• STATED GOAL: Give back every entry below word for word, leaving out the picture.

• INPUT RECORDS:
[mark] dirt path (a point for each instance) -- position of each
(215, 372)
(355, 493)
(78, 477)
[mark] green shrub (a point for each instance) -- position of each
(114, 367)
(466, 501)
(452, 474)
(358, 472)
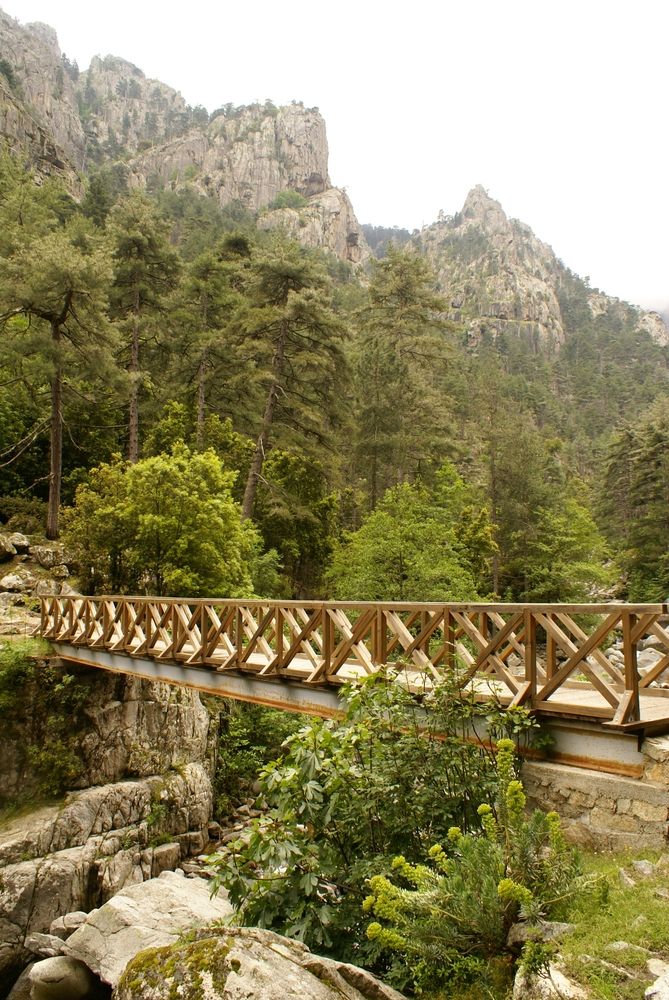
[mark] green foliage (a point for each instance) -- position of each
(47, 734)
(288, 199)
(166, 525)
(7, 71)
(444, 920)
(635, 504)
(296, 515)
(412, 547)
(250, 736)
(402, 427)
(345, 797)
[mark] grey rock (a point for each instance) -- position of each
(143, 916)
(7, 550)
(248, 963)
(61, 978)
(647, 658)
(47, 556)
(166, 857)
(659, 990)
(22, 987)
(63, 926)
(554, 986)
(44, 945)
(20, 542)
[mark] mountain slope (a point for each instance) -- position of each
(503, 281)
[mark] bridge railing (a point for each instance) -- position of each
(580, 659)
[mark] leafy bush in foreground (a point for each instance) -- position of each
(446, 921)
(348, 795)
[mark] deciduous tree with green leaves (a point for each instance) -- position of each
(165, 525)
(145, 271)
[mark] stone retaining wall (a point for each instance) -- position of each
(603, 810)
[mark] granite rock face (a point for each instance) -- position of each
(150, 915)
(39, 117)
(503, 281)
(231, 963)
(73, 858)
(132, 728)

• ANSWER IN FULL:
[mark] dirt path (a point for each instance) -- position of each
(215, 372)
(355, 493)
(78, 477)
[mark] green shrub (a point for each instance) -- position of each
(114, 367)
(466, 501)
(452, 474)
(358, 472)
[mark] green foliage (a point for each instance) -- position of each
(47, 734)
(288, 199)
(166, 525)
(7, 71)
(444, 920)
(635, 504)
(296, 515)
(412, 547)
(250, 736)
(402, 427)
(345, 797)
[mark] grey rock (a point for each instance) -- position of each
(143, 916)
(7, 550)
(248, 963)
(61, 978)
(647, 658)
(47, 556)
(166, 857)
(659, 990)
(22, 987)
(63, 926)
(554, 986)
(44, 945)
(20, 542)
[mark] mountain slope (a point for each instance) -- position of each
(503, 281)
[mark] bridge railing (a point for each instance) -- position of each
(580, 659)
[mark] leafy bush in foreground (a point for each instance) -- position of each
(446, 921)
(348, 795)
[mark] deciduous tree with green leaves (a point for each instance) -- position of each
(165, 525)
(145, 271)
[mark] stone retaining wall (a point for each instance) -- position of each
(603, 810)
[mark] granite rock face (a point for each instance) -- position of each
(150, 915)
(39, 117)
(503, 281)
(231, 963)
(73, 858)
(132, 728)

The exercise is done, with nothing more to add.